┌─ DOCUMENT EXCERPT

Democrats (and political reporters) need to start asking different religion questions

After Democrats voted in the Alabama primary in early March, researchers for CNN and other National Exit Pool newsrooms asked them several questions.

Reactions to the candidates were sorted by gender, race, LGBTQ identity, age, education level, political ideology and other factors. However, researchers didn't ask about religious faith and how often voters attended worship services. They didn't probe differences between evangelicals, Catholics, Mainline Protestants and "nones" -- Americans who claim zero ties to organized religious groups.

"We don't know the answers to these kinds of questions because they are rarely being asked," said Michael Wear of Public Square Strategies. He is best known for his work as faith-outreach director for Barack Obama's 2012 campaign and as part of the president's White House staff.

"This isn't just about exit polls. It's hard for Democrats to do their planning, and to allocate resources during campaigns, without this kind of data. … We need cross-tabs in these polls so that we can compare differences between white evangelicals and black evangelicals, between Catholics who go to Mass all the time and those who don't and other groups as well."

└─

TASK INSTRUCTIONS
Can you copy out the article on religion and exit polls, starting with "Reactions to the" and going on through "organized religious groups.", substituting "religious services" for "worship services"? Rely on nothing but the article on religion and exit polls.

┌─ EXTRACTED ENTRIES

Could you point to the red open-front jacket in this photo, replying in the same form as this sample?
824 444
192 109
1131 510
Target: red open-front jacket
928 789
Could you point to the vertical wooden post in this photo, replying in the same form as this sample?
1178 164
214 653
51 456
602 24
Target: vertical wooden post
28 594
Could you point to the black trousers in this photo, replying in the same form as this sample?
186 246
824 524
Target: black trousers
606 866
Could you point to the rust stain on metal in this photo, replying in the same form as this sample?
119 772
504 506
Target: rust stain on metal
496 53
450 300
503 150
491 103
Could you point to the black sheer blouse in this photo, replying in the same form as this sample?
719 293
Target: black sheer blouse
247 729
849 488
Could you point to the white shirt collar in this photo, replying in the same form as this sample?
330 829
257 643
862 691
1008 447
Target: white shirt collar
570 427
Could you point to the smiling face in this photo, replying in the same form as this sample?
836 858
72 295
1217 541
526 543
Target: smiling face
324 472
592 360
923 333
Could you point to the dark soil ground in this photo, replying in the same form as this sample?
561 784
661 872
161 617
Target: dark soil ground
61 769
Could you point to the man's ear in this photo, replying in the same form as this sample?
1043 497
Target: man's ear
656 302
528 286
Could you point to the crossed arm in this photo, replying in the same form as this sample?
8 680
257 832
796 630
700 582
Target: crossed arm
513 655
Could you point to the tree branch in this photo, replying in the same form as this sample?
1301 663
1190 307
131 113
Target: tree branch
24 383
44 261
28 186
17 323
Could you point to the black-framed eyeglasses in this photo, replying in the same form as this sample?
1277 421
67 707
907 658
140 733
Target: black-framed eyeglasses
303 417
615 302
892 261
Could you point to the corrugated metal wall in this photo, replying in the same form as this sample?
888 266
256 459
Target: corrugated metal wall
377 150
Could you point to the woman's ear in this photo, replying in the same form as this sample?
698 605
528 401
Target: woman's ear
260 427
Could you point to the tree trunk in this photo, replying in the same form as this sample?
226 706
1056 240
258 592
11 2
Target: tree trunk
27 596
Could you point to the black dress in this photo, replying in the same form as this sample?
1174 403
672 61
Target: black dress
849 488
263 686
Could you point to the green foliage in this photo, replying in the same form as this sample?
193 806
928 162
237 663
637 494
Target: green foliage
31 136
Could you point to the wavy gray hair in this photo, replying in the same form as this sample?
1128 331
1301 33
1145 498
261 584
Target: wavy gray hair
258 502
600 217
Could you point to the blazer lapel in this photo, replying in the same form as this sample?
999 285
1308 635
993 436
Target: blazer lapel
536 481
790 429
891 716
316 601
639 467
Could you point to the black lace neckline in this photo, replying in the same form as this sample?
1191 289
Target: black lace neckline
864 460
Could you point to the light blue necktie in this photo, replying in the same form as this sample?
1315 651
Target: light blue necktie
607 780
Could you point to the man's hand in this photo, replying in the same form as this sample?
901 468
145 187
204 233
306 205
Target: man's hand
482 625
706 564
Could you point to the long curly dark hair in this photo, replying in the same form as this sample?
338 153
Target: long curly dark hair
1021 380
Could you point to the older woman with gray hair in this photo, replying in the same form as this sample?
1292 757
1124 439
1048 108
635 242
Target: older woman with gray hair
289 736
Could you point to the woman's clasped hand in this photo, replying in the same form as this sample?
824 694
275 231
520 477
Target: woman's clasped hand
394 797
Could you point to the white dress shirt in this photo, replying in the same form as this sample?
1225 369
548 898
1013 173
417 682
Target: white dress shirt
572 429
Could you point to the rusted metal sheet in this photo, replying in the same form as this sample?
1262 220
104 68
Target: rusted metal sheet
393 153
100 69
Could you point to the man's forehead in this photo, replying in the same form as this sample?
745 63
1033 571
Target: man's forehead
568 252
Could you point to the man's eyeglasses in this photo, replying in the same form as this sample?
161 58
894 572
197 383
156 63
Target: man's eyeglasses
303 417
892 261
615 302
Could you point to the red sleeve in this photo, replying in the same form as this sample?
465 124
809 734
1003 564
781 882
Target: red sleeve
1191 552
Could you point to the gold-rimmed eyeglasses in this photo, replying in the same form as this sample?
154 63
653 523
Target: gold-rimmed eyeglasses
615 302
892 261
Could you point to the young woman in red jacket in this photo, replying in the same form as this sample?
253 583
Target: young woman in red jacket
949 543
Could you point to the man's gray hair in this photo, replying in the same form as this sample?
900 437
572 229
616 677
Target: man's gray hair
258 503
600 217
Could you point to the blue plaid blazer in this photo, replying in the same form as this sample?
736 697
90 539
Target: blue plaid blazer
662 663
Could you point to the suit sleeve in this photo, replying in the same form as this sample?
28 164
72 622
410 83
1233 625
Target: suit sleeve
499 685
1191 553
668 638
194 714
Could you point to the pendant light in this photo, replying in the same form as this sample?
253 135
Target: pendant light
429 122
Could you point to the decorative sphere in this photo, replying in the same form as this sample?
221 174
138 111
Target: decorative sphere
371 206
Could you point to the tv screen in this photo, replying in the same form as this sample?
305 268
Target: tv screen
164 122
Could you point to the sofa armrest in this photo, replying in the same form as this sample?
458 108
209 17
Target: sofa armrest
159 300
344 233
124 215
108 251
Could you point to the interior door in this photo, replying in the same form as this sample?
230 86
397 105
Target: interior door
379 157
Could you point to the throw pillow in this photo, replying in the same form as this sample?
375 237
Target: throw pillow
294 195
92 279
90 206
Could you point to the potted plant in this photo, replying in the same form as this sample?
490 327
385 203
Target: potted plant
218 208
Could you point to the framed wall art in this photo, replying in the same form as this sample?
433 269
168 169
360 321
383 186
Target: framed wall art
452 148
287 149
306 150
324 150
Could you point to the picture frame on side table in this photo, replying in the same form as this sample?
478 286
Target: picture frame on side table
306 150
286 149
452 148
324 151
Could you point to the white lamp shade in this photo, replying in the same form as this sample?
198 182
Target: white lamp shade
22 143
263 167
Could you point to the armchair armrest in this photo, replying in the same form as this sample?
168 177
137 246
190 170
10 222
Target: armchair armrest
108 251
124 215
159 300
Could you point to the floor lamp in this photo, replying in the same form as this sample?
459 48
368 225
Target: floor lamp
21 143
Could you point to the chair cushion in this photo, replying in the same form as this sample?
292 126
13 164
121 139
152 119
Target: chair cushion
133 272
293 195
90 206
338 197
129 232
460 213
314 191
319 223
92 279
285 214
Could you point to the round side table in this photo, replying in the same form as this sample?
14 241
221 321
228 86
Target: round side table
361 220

└─

TASK ANSWER
Reactions to the candidates were sorted by gender, race, LGBTQ identity, age, education level, political ideology and other factors. However, researchers didn't ask about religious faith and how often voters attended religious services. They didn't probe differences between evangelicals, Catholics, Mainline Protestants and "nones" -- Americans who claim zero ties to organized religious groups.